抜粋記事 —
【7月25日 AFP】武装勢力や戦闘員が続々と参入し、戦闘が激化するパキスタン北西辺境州。武器商人らによると、この地域ではカラシニコフ(Kalashnikov)銃の値段が急騰している。

 使いやすく故障しにくいカラシニコフは、別名AK-47と呼ばれ、ゲリラや治安部隊、テロ関係者にとっては便利な殺人兵器だ。激しさを増す紛争におびえる市民も、政府からの保護を受けられないためカラシニコフを購入している。

 その結果最近、パキスタンの北西辺境州ではこの銃にかつてないほどの高値が付いている。同州の州都ペシャワル(Peshawar)、そして政府の管轄外にあるアフガニスタンと国境を接する部族地域ダラアダムケール(Darra Adam Khel)では、カラシニコフの値段が1年間で約5倍にも跳ね上がり、最高1500ドル(約14万円)で売られている。
 
「部族地域では戦闘が起きている。(イスラム原理主義組織)タリバンはこの銃を必要としているし、部族もタリバンに対抗するためにこの銃が必要だ」と、ペシャワルの武器商人のハビブ・カーン(Habib Khan)さんは話す。

提供資料 —

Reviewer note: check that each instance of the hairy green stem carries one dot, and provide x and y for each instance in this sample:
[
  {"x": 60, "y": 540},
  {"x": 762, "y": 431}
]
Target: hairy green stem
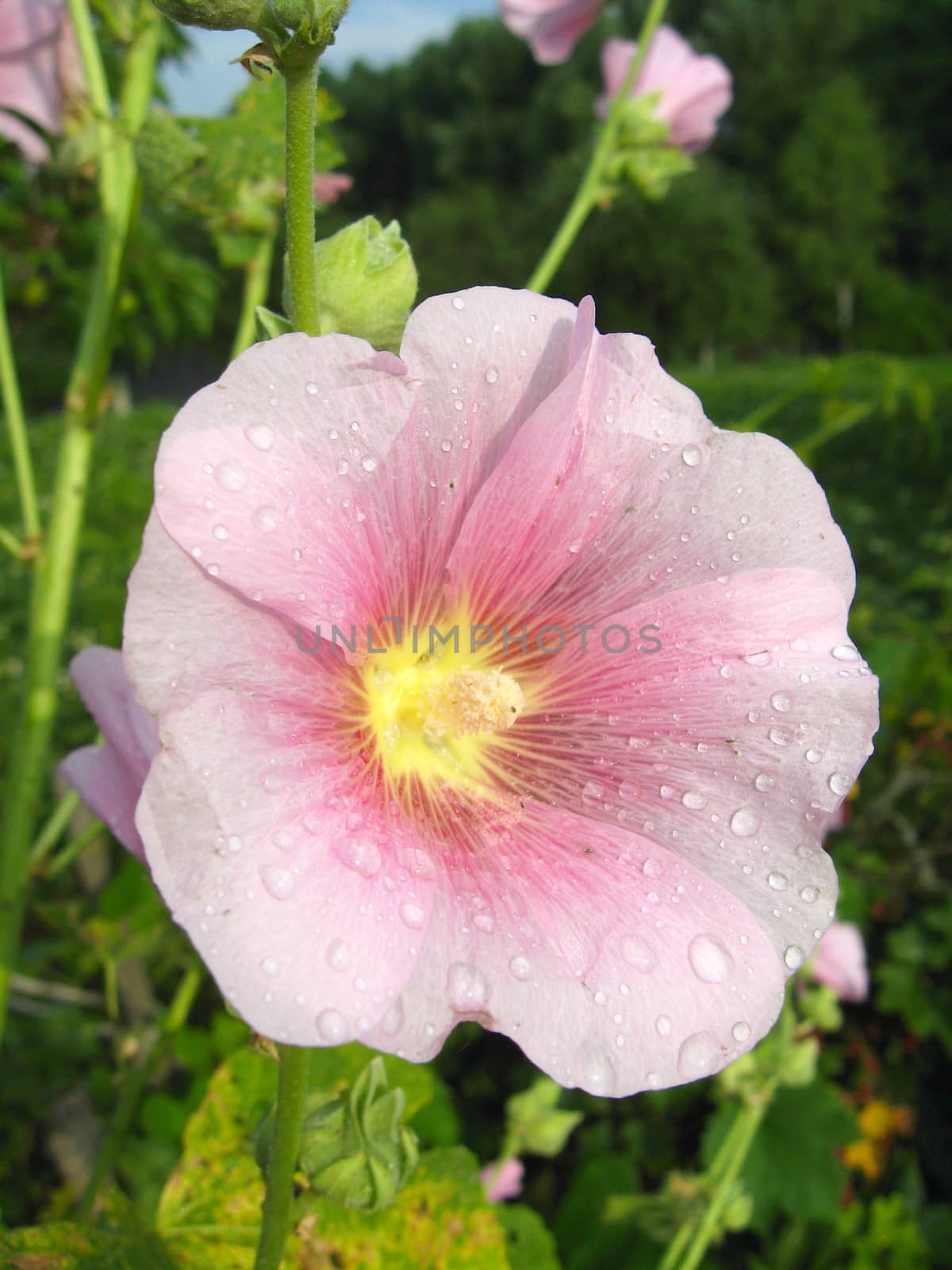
[
  {"x": 301, "y": 88},
  {"x": 258, "y": 273},
  {"x": 691, "y": 1242},
  {"x": 589, "y": 188},
  {"x": 17, "y": 427},
  {"x": 152, "y": 1049},
  {"x": 52, "y": 584},
  {"x": 282, "y": 1156}
]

作業内容 —
A. カラシニコフの記事によると、ペシャワルとダラアダムケールでカラシニコフは最高いくらで売られているか。
B. カラシニコフの記事の「使いやすく故障しにくいカラシ」から「ib Khan)さんは話す。」までの部分を、一字も変えずにもう一度示してください。
資料はここでは使わない。

期待される結果 —
A. 最高1500ドル(約14万円)で売られている。

B.
使いやすく故障しにくいカラシニコフは、別名AK-47と呼ばれ、ゲリラや治安部隊、テロ関係者にとっては便利な殺人兵器だ。激しさを増す紛争におびえる市民も、政府からの保護を受けられないためカラシニコフを購入している。

 その結果最近、パキスタンの北西辺境州ではこの銃にかつてないほどの高値が付いている。同州の州都ペシャワル(Peshawar)、そして政府の管轄外にあるアフガニスタンと国境を接する部族地域ダラアダムケール(Darra Adam Khel)では、カラシニコフの値段が1年間で約5倍にも跳ね上がり、最高1500ドル(約14万円)で売られている。
 
「部族地域では戦闘が起きている。(イスラム原理主義組織)タリバンはこの銃を必要としているし、部族もタリバンに対抗するためにこの銃が必要だ」と、ペシャワルの武器商人のハビブ・カーン(Habib Khan)さんは話す。